- [Questions on the material]
(a) Answer these questions using the abstract.
(i) How many consecutive patients were evaluated?
(ii) In the anteroseptal group, what percentage of patients had one or more branches reaching the apex?
(iii) To which leads does ST elevation extend in extensive anterior STEMI?
(b) List every p-value reported in the abstract.
(c) From the abstract, set down the text starting with "Conclusions: The results" and going on through "Heart Association, Inc.".

- [Reading passage]
*** Begin section ***

Abstract 18906: Differences in Coronary Anatomy Between Patients With Anteroseptal and Extensive Anterior ST Elevation Myocardial Infarction
Objective: To assess whether there are distinct coronary angiographic characteristics that differentiate between anteroseptal (AS-STEMI) and extensive anterior (EA-STEMI) ST elevation myocardial infarction (A-STEMI).
Background: AS-STEMI (A-STEMI with ST elevation limited to V1-V3) is usually conceived as A-STEMI limited to the basal and mid anterior and septal walls, sparing the apex; whereas EA-STEMI (ST elevation extending to leads V4-V6) is considered to extend more apically and distally. However, it was previously reported that AS-STEMI affects mainly the apex and others suggested that AS-STEMI may occur in extensive A-STEMI due to proximal occlusion of a wrapping left anterior descending (LAD) artery leading to cancellation effects of the basal anterior and inferoapical injury vectors.
Methods: The index admission 12-lead electrocardiogram (ECG) and coronary angiogram performed during primary percutaneous coronary intervention were evaluated in 101 consecutive patients (age 60 ±12 years) presenting with A-STEMI. Patients were classified into two groups: 1) AS-STEMI (n=39); 2) EA-STEMI (n=62). On coronary angiography, the length of the LAD and its site of occlusion, and the presence of large diagonal branches proximal to the site of occlusion, or obtuse marginal (OM) or ramus intermedius (RI) branches reaching the apex were identified.
Results: AS-STEMI (82.1%) was seen more often than EA-STEMI (46.8%) in patients with a large OM branch (p=0.0009) and significantly more patients with AS-STEMI had ≥1 branches reaching the apex (84.6% vs. 53.2% p=0.0054). Patients with occlusion proximal to the first septal branch of a wrapping LAD were more likely to have AS-STEMI (35.9%) than EA-STEMI (11.3%) pattern (p=0.0066).
Conclusions: The results of this study suggest two opposing explanations for AS-STEMI pattern. Lack of ST segment elevation in leads V4-V6 during A-STEMI can occur if apical segments are supplied by large diagonal branches proximal to the site of occlusion, or large OM or RI. Alternatively, our findings suggest AS-STEMI pattern can also occur due to a cancellation effect by the injury vector directed anteriorly and superiorly in patients with pre-septal occlusion of a wrapping LAD artery, as the chest leads V1 and V2 oppose V5 and V6.
- © 2010 by American Heart Association, Inc.

*** End section ***

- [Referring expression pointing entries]
*** Begin section ***

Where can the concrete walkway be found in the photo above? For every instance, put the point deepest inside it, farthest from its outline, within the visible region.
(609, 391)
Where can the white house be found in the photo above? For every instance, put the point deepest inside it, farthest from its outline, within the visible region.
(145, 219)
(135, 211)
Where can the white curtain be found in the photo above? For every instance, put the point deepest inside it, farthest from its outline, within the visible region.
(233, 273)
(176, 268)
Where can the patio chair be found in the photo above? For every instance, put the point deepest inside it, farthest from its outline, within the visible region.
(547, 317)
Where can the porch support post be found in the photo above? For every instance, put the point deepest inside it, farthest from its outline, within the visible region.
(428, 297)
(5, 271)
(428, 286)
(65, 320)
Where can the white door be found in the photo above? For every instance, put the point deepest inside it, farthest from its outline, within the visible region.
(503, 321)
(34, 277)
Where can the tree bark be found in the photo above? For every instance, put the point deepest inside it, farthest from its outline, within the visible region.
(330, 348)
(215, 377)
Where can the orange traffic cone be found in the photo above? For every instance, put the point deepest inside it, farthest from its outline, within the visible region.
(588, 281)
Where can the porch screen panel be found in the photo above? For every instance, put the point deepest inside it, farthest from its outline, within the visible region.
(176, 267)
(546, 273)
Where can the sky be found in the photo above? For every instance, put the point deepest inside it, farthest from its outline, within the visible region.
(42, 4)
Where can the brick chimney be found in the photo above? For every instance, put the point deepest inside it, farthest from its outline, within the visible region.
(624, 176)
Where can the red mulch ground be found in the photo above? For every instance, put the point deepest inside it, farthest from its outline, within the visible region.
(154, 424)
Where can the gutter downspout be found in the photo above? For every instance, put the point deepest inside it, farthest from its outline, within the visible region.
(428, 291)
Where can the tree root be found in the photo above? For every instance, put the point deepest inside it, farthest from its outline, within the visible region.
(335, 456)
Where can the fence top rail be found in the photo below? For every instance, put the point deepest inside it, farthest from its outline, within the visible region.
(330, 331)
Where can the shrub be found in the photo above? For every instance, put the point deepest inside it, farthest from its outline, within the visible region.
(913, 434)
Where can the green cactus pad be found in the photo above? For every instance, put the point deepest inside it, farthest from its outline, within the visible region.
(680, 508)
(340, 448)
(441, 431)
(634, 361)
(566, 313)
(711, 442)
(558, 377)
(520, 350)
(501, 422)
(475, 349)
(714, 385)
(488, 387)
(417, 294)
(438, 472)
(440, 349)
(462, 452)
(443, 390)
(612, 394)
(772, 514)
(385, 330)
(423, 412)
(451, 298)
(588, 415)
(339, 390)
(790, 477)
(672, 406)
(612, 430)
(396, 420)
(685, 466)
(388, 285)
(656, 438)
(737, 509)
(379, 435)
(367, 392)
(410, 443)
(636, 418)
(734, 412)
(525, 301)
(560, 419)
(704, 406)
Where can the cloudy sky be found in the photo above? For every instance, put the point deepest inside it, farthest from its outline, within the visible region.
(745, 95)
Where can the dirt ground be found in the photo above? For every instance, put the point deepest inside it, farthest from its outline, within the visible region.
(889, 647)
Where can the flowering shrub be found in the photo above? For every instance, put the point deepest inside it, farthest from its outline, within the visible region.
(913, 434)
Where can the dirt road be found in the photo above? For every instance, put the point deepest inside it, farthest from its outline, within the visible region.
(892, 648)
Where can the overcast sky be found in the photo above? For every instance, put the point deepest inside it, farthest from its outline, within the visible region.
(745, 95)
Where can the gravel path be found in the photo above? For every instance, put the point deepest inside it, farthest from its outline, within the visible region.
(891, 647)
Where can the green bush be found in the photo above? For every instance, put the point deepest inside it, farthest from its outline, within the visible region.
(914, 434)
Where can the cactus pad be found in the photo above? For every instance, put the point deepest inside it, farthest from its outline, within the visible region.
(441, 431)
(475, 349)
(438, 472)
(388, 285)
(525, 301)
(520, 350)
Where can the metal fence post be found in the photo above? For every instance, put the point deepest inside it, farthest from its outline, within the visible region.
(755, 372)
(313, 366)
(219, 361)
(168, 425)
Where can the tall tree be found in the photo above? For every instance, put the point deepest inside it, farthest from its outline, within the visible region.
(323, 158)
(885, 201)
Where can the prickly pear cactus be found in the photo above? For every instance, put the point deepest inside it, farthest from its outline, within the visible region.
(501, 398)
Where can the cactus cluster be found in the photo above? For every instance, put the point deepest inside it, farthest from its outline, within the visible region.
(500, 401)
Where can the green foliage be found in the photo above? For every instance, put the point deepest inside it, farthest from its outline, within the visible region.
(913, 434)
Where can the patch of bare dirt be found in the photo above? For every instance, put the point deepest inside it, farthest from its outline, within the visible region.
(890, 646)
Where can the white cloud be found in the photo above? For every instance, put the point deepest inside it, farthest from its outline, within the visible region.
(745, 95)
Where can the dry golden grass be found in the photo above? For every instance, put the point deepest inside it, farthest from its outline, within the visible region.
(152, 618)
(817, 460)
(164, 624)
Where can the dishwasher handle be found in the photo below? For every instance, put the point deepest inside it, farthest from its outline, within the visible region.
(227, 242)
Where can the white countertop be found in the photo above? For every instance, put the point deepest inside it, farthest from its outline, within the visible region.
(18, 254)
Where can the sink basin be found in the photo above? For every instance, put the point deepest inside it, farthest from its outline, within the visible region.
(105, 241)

*** End section ***

- [Task-by-task outputs]
(a)
(i) 101
(ii) 84.6%
(iii) V4-V6

(b) p=0.0009, p=0.0054, p=0.0066

(c)
Conclusions: The results of this study suggest two opposing explanations for AS-STEMI pattern. Lack of ST segment elevation in leads V4-V6 during A-STEMI can occur if apical segments are supplied by large diagonal branches proximal to the site of occlusion, or large OM or RI. Alternatively, our findings suggest AS-STEMI pattern can also occur due to a cancellation effect by the injury vector directed anteriorly and superiorly in patients with pre-septal occlusion of a wrapping LAD artery, as the chest leads V1 and V2 oppose V5 and V6.
- © 2010 by American Heart Association, Inc.